> **Teks halaman**:
-*-

Bila demikian pada siapa kita harus taat dan tunduk? Jika kita melihat penggunaan kata “taat” (hupakouo) dalam Perjanjian Baru maka kita akan melihat bahwa kita diharuskan taat kepada Allah, Injil (Roma 10:16), doktrin para rasul (Filipi 2:12, 2 Tesalonika 3:14), anak terhadap orangtuanya (Efesus 6:1), hamba kepada tuannya (Efesus 6:1,5). Tidak ada ketentuan orang Kristen harus taat pada penatua atau pendeta gerejanya.

Tetapi bagaimana dengan Ibrani 13:17? “Taatilah pemimpin-pemimpinmu dan tunduklah kepada mereka, sebab mereka berjaga-jaga atas jiwamu, sebagai orang-orang yang harus bertanggung jawab atasnya. Dengan jalan itu mereka akan melakukannya dengan gembira, bukan dengan keluh kesah, sebab hal itu tidak akan membawa keuntungan bagimu.”
Mari kita perhatikan kata “taat” dalam ayat ini. Kata “taat” dalam ayat ini menggunakan kata peitho yang berarti “meyakinkan”. Dalam kalimat ayat di atas tadi itu berarti “biarkan dirimu diyakinkan oleh” atau “mempunyai keyakinan yang dalam”. Jadi maksud ayat itu bukanlah ketaatan membabi buta tetapi orang percaya memberikan dirinya diyakinkan oleh pemimpinnya setelah mereka berdiskusi dan membuka hati terhadap apa yang mereka sampaikan.
Kata lain lagi yang ada pada ayat di atas adalah kata “tunduk”. Kata yang digunakan disini berbeda dengan kata tunduk yang biasanya digunakan pada ayat-ayat lain yaitu “hupotasomai”, dalam ayat ini digunakan kata “hupeitko” dan hanya digunakan pada ayat ini saja. Arti hupeitko dapat digambarkan (bila dalam kemiliteran)  adalah suatu diskusi yang serius, suatu pertukaran tempat setelah salah seorang atau partai(kelompok) menyerah. Jemaat tunduk sebab telah terjadi diskusi terlebih dulu, disadarkan dan dipersuasi. Ia tunduk karena percaya bukan “tunduk mati atau membabi buta”.


KITA DIPANGGIL MENJADI AYAH (BAPA), PEMIMPIN DAN MENTOR

Dalam Maleaki 4:5-6 dinubuatkan bahwa akan ada pemulihan fungsi ayah rohani di hari akhir,” Sesungguhnya Aku akan mengutus nabi Elia kepadamu menjelang datangnya hari TUHAN yang besar dan dahsyat itu. Maka ia akan membuat hati bapa-bapa berbalik kepada anak-anaknya dan hati anak-anak kepada bapa-bapanya supaya jangan Aku datang memukul bumi sehingga musnah.” Pemulihan tersebut dimulai sejak pelayanan Yohanes Pembaptis, dalam Lukas 1:17 dikatakan,” dan ia akan berjalan mendahului Tuhan dalam roh dan kuasa Elia untuk membuat hati bapa-bapa berbalik kepada anak-anaknya dan hati orang-orang durhaka kepada pikiran orang-orang benar dan dengan demikian menyiapkan bagi Tuhan suatu umat yang layak bagi-Nya.”

-*-

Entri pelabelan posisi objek
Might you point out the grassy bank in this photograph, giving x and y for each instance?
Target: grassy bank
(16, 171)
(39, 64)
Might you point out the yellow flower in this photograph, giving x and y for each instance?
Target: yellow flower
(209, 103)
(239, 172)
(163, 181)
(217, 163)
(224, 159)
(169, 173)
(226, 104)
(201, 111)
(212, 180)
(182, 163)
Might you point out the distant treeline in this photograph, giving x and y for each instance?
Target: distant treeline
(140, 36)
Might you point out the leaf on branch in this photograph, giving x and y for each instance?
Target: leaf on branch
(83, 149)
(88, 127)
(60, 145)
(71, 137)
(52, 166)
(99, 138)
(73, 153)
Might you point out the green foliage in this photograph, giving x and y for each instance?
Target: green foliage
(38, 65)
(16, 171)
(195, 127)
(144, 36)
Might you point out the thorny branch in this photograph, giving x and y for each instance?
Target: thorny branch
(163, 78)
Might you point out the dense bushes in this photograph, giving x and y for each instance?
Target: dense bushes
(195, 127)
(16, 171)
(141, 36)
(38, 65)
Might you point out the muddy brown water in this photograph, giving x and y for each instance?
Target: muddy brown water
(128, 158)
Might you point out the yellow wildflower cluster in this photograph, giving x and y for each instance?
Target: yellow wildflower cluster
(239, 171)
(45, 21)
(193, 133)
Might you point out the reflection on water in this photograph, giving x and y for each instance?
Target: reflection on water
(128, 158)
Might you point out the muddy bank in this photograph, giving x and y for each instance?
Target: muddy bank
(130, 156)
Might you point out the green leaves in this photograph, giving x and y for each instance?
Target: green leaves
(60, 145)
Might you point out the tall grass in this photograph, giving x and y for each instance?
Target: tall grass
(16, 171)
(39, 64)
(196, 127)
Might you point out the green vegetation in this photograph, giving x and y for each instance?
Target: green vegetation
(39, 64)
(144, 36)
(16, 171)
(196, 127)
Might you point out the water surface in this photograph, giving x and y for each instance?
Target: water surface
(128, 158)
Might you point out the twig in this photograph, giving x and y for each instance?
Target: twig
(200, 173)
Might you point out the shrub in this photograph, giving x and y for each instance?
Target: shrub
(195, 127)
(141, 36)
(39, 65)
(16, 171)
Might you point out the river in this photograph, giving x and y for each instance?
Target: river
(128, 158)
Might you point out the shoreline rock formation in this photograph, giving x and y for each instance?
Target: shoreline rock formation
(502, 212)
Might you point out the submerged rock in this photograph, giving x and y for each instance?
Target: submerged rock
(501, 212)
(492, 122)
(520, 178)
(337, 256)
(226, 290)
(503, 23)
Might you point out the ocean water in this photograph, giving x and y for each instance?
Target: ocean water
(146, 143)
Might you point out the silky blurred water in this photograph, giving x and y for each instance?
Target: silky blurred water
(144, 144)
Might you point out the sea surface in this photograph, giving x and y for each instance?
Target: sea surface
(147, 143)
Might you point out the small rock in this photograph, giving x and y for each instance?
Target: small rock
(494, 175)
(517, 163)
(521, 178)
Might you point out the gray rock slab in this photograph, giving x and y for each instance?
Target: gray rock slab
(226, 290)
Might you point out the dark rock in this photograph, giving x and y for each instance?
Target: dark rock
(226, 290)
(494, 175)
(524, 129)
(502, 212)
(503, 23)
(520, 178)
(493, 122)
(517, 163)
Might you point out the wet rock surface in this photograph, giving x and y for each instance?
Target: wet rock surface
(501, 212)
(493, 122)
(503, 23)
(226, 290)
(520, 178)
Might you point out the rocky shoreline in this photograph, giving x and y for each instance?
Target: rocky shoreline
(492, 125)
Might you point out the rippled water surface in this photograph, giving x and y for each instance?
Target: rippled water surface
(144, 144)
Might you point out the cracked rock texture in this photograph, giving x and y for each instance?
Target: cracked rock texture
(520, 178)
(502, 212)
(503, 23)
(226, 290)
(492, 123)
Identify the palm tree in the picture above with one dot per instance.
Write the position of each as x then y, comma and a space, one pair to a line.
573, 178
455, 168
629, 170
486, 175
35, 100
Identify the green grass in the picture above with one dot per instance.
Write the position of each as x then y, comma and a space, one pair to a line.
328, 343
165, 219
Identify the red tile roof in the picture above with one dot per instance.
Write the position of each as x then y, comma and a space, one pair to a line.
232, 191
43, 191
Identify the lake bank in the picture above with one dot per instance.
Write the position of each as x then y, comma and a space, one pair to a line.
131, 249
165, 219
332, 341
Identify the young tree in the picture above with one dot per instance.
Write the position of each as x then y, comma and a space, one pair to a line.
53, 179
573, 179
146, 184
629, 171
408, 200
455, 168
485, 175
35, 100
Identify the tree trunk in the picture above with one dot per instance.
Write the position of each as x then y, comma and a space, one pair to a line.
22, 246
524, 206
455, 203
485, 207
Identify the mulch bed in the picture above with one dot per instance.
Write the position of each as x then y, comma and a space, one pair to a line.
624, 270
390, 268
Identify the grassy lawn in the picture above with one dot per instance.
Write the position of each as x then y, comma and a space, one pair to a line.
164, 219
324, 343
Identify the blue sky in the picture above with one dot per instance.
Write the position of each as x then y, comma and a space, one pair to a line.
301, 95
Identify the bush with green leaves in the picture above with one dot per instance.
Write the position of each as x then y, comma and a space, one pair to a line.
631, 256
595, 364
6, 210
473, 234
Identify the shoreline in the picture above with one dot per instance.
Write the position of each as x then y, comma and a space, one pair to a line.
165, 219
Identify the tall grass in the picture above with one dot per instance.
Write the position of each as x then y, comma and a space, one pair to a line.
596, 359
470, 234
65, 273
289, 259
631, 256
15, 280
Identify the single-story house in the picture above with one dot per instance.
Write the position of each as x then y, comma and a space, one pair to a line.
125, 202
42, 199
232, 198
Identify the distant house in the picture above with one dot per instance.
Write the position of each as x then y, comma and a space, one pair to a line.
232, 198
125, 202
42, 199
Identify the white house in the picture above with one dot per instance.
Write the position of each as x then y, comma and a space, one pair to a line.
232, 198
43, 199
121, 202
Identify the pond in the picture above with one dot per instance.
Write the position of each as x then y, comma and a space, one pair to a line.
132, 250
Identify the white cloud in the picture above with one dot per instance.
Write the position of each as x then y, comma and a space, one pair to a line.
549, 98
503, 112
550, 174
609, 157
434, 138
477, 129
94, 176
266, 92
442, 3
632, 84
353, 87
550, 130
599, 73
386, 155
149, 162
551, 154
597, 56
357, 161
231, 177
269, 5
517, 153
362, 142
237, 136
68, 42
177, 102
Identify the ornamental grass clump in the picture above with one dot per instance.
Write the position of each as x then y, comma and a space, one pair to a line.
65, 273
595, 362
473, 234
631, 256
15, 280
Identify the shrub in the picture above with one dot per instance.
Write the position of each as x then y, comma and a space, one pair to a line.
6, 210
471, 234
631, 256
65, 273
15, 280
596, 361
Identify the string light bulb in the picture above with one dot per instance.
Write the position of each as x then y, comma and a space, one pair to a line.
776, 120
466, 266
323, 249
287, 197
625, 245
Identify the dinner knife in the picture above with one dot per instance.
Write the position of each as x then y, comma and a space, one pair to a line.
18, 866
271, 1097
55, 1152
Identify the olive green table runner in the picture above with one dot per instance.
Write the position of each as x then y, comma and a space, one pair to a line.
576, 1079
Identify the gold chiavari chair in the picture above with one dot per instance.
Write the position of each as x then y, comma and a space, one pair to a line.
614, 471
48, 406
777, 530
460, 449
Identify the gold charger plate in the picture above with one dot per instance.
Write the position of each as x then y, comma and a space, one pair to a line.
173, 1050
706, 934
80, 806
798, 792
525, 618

-*-

> **Tugas Anda**:
1) Dalam teks tentang ketaatan, kata Yunani apa yang dipakai untuk "tunduk" di Ibrani 13:17?
2) Tuliskan ulang bagian teks tentang ketaatan, mulai dari "Tetapi bagaimana dengan" dan terus sampai "yang mereka sampaikan.".

> **Jawaban berurutan**:
1) Hupeitko.

2)
Tetapi bagaimana dengan Ibrani 13:17? “Taatilah pemimpin-pemimpinmu dan tunduklah kepada mereka, sebab mereka berjaga-jaga atas jiwamu, sebagai orang-orang yang harus bertanggung jawab atasnya. Dengan jalan itu mereka akan melakukannya dengan gembira, bukan dengan keluh kesah, sebab hal itu tidak akan membawa keuntungan bagimu.”
Mari kita perhatikan kata “taat” dalam ayat ini. Kata “taat” dalam ayat ini menggunakan kata peitho yang berarti “meyakinkan”. Dalam kalimat ayat di atas tadi itu berarti “biarkan dirimu diyakinkan oleh” atau “mempunyai keyakinan yang dalam”. Jadi maksud ayat itu bukanlah ketaatan membabi buta tetapi orang percaya memberikan dirinya diyakinkan oleh pemimpinnya setelah mereka berdiskusi dan membuka hati terhadap apa yang mereka sampaikan.